§ **AIM OF THE EXERCISE**: Locate each line in the items below that contains the string "find", treating uppercase and lowercase as different, and copy every such line.

§ **DATA TO PROCESS**:
-- start --

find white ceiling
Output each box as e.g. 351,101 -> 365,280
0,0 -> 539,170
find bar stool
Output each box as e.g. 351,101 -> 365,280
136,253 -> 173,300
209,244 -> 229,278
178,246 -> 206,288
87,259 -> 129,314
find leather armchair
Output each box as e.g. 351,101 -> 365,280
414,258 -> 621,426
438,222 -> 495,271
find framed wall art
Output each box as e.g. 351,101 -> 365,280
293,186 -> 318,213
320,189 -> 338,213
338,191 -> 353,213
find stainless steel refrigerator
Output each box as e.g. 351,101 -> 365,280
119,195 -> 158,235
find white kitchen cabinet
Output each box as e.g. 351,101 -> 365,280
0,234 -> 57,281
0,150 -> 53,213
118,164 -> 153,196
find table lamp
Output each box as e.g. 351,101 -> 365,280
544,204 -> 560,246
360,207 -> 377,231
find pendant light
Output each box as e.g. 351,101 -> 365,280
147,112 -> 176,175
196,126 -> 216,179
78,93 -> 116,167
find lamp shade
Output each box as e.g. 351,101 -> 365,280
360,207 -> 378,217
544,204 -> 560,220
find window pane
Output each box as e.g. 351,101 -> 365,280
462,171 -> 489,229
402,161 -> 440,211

-- end --
-- start --

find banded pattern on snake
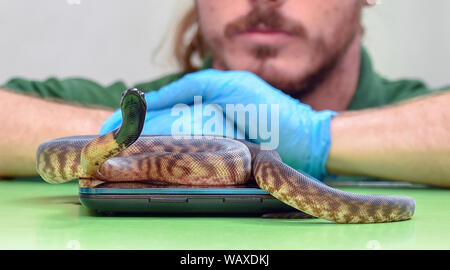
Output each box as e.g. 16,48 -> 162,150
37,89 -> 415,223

-- end --

§ **REPLY**:
find white ceiling
find bar stool
find leather armchair
find framed wall art
find stainless steel refrigerator
find white kitchen cabinet
find table lamp
find pendant light
find lamp shade
find window pane
find banded pattern on snake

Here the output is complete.